Job 1
Copy word for word the part of the article on Witkoff's hostage diplomacy starting at "The optimism Witkoff inspired has" and ending at "the Israeli right.".
Job 2
In two sentences, summarize the article on Witkoff's hostage diplomacy.
Job 3
Write the next part of the article on Witkoff's hostage diplomacy, continuing from the point where it stops.

Quoted passage
** start **
The optimism Witkoff inspired that afternoon has long faded. Only one further hostage—Edan Alexander, an Israeli-American—has been released, in a side deal Witkoff negotiated without Israeli involvement. In March Israel abandoned talks on extending the ceasefire and renewed its offensive, at the cost of thousands of Palestinian lives. Israel’s recent bombing of Hamas leaders in Qatar, the Gulf state which had been mediating talks between the two sides, underscored the hopelessness of the negotiations process.
The optimism Witkoff inspired has long faded. Only one further hostage has been released
Arab commentators have portrayed Witkoff as a mere servant of Netanyahu’s policies, which have all but destroyed any prospect of a peaceful end to the conflict. The envoy undoubtedly follows the lead of Trump, who has historically backed the Israeli right.
Yet the hostages complicated the Trump administration’s alliance with Netanyahu. Both the president and Witkoff invested a great deal in trying to get them out, an effort that aligned them politically with Netanyahu’s opponents in Israel. They pressed Netanyahu, cut independent deals with Israel’s adversaries and pursued a grand bargain with Iran (which Netanyahu opposed). It was a predictable, but not foregone, conclusion that Trump and Witkoff would fail. The reasons why they did illuminate both Trump’s real priorities and the limits of American influence in Israel.
When I visited Witkoff in his suite at the White House in the summer, his standing with the president seemed undiminished. My 50-minute interview ended when an aide came in to announce that Trump wanted Witkoff in the Oval Office, pronto, to help deal with a different Middle East crisis (Israeli planes had just bombed Damascus). During a subsequent phone call, Witkoff had to go because the president was on the other line. When Trump meets foreign leaders from the Middle East or Russia, Witkoff is often in the room. “Steve Witkoff’s been amazing, he’s done a great job,” Trump told reporters in late August.
** end **
Dataset section
** start **
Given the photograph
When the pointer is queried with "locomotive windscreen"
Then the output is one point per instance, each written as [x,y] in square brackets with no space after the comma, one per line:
** end **
Response 1
The optimism Witkoff inspired has long faded. Only one further hostage has been released
Arab commentators have portrayed Witkoff as a mere servant of Netanyahu’s policies, which have all but destroyed any prospect of a peaceful end to the conflict. The envoy undoubtedly follows the lead of Trump, who has historically backed the Israeli right.

Response 2
The optimism Witkoff once inspired has faded: only one more hostage, Edan Alexander, has been released, Israel dropped ceasefire talks in March and renewed its offensive, and its bombing of Hamas leaders in Qatar underscored how hopeless the negotiations had become. The hostage effort complicated the Trump administration's alliance with Netanyahu, yet Witkoff's standing with the president seemed undiminished, and Trump praised him to reporters in late August.

Response 3
Other presidents have relied on trusted envoys in foreign affairs, with the most famous duo being Richard Nixon and Henry Kissinger. But that relationship was grounded in a shared concern with strategy and statecraft; Witkoff’s role is rooted in his personal ties to Trump. Together, they have attempted an improvisation unique in the annals of American diplomacy, with Trump making bombastic demands of enemies and allies alike on social media, and Witkoff following up with secret negotiations.
In person, Witkoff comes across as pleasant, even sunny. He is reflexively positive about his interlocutors, a trait which might be an asset in business but can come across as facile in diplomacy. Hamas is “not ideologically intractable”, he has opined; Netanyahu is “well motivated”, Vladimir Putin is both “straight up” and a “super smart guy”; Volodymyr Zelensky is “trying his best”.
That’s not to say Witkoff is bland. He jokes and drops F-bombs in meetings with foreign officials, according to those in attendance. French officials were appalled when he once said that the Elysée Palace’s gilded decor “looks like Mar-a-Lago”.
Though a diplomatic neophyte, Witkoff’s indefatigable bouncing from Tel Aviv to Moscow to Doha to Muscat appears to have yielded workable relationships with Putin and his inner circle, Abbas Araghchi, the foreign minister of Iran, and mediators in Qatar and Oman.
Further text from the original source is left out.